_Tasks for this exercise_:
1 > Can you reproduce the passage about sprites in RAM word for word, starting at "The good thing" and ending at "Shortcake: Musical Match-ups)."?
2 > In the entries, starting at the line containing "Please drop a marker on the framed" and ending at the final line of the entries, replace "marker" with "pin". Write out only those lines, with everything else unchanged.

_Passage_:

- - - - -

The good thing about more RAM is that you might have room for all sprites to be in RAM instead of having them stuck in ROM. For example, the shields in Space Invaders are in RAM, so you can shoot pieces out of them. You can do fancy things with your sprites if they are in RAM, not just let the player damage them. You could have interchangeable parts so it will look like the game has a nearly unlimited number of sprite variations (have the game use controlled randomness to switch out various horizontal sections and colors of the sprites). You could even allow the player to select a character by cycling through styles of hats, shirts, pants, and shoes (similar to how it's done in Strawberry Shortcake: Musical Match-ups).

- - - - -

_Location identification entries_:
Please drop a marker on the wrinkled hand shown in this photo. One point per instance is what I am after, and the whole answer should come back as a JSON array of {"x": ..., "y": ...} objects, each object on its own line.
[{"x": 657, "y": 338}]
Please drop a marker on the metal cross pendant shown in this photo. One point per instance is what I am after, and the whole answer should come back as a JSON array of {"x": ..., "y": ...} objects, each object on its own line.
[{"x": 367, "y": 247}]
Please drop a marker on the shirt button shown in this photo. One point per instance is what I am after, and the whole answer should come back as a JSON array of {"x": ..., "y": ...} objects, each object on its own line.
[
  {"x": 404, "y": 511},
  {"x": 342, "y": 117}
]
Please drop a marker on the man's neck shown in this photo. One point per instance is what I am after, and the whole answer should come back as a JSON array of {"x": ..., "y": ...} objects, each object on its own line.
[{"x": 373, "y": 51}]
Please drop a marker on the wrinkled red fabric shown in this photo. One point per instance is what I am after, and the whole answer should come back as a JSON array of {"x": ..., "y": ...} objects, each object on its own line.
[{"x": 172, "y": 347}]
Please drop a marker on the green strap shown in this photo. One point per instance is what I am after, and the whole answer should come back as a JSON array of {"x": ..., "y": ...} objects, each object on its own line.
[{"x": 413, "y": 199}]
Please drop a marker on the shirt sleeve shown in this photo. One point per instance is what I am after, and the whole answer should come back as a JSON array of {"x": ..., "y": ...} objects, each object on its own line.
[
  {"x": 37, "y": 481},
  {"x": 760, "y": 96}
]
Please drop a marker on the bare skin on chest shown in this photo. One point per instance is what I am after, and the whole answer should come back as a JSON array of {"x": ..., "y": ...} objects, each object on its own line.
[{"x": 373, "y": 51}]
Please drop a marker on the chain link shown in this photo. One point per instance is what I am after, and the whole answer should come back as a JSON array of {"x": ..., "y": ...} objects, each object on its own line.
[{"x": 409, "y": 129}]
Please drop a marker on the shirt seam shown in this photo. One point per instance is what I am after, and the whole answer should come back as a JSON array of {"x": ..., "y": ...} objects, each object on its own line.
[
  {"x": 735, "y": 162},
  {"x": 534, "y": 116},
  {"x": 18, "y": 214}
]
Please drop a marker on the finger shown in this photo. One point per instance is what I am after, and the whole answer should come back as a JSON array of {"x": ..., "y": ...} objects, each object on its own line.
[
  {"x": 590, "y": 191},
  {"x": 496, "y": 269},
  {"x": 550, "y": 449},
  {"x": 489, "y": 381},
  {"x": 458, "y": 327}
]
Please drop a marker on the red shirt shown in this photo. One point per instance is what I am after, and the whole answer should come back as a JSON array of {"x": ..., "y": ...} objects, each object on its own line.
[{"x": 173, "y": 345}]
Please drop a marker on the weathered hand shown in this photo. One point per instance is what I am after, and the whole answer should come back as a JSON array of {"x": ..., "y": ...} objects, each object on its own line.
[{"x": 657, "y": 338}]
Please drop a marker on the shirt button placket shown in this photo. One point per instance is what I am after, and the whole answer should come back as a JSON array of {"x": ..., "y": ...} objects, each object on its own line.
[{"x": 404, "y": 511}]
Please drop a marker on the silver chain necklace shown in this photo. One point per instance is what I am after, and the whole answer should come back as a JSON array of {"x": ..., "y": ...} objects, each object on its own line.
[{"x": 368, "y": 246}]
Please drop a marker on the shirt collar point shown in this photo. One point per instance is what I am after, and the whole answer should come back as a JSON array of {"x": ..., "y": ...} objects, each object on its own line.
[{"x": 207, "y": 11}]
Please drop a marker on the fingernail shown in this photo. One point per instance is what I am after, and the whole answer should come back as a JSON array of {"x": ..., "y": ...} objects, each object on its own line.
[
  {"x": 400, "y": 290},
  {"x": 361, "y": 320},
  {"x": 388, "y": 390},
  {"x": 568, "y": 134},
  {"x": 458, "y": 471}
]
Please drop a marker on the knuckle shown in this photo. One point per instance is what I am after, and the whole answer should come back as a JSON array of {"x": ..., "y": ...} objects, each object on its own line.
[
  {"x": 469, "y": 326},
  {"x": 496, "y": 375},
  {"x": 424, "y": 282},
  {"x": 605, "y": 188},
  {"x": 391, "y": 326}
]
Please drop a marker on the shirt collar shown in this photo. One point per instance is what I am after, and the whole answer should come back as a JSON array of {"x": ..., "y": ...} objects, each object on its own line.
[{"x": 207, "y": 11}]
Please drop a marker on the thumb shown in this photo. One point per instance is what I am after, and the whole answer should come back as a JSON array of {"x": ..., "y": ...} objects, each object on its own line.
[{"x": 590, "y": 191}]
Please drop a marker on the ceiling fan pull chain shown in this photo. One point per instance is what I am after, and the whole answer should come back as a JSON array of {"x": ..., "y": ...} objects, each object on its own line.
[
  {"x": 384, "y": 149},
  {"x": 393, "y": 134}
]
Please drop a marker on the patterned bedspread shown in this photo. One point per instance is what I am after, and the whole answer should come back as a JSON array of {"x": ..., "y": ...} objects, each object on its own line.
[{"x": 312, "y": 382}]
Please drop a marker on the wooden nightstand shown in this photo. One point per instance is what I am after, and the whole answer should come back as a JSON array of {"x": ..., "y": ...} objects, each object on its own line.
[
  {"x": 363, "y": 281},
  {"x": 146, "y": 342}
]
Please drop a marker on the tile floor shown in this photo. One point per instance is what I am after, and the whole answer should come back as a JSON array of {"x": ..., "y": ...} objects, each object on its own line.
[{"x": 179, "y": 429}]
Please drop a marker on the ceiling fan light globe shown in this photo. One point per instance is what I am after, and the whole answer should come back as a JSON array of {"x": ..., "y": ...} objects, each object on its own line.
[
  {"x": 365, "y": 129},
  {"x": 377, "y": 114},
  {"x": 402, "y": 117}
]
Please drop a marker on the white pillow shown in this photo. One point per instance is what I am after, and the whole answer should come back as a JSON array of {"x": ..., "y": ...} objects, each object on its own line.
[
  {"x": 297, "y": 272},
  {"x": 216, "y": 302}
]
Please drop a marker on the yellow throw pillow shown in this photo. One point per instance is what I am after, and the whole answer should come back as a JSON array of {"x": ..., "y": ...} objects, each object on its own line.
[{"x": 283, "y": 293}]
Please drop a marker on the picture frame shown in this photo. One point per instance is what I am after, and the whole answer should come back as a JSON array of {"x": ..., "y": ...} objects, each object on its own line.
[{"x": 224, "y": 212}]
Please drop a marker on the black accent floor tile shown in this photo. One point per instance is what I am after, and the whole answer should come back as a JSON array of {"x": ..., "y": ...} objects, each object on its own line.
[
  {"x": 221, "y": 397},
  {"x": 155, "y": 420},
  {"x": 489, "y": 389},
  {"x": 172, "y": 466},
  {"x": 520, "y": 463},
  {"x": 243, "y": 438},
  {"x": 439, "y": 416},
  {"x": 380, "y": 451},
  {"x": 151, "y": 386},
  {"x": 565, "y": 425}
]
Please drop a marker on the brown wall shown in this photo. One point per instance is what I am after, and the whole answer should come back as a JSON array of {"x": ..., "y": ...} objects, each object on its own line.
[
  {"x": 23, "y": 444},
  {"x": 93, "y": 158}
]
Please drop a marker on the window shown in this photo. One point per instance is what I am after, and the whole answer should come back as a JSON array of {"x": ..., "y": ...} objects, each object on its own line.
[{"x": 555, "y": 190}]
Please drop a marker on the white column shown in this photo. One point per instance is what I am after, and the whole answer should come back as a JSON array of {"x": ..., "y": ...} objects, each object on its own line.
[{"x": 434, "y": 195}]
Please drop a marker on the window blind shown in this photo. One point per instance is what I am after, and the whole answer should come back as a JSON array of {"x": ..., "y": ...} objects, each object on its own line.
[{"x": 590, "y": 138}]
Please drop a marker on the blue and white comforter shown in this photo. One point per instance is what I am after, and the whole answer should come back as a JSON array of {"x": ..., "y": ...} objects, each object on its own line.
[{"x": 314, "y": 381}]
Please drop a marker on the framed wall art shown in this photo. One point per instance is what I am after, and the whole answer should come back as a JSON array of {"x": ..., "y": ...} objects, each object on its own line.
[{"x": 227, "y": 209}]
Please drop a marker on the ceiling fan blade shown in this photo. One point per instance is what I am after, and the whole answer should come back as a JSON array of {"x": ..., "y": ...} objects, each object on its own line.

- - - - -

_Responses in order_:
1 >
The good thing about more RAM is that you might have room for all sprites to be in RAM instead of having them stuck in ROM. For example, the shields in Space Invaders are in RAM, so you can shoot pieces out of them. You can do fancy things with your sprites if they are in RAM, not just let the player damage them. You could have interchangeable parts so it will look like the game has a nearly unlimited number of sprite variations (have the game use controlled randomness to switch out various horizontal sections and colors of the sprites). You could even allow the player to select a character by cycling through styles of hats, shirts, pants, and shoes (similar to how it's done in Strawberry Shortcake: Musical Match-ups).

2 >
Please drop a pin on the framed wall art shown in this photo. One point per instance is what I am after, and the whole answer should come back as a JSON array of {"x": ..., "y": ...} objects, each object on its own line.
[{"x": 227, "y": 209}]
Please drop a pin on the ceiling fan blade shown in this photo. One point per instance is what I am after, and the whole answer should come back as a JSON array of {"x": ..., "y": ...} objects, each object on its own line.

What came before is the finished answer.